[Object location annotation data]
BEGIN

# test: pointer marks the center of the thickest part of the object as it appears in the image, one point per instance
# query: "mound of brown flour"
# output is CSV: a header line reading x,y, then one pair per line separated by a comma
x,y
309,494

END

__AIM OF THE TASK__: Reproduce every one of the records above, line for line and without any change.

__TASK RESPONSE__:
# test: pointer marks the center of the thickest part of the object as it appears in the image, one point per instance
# query: "mound of brown flour"
# output is CSV: a header line reading x,y, then one pair per line separated by a comma
x,y
309,494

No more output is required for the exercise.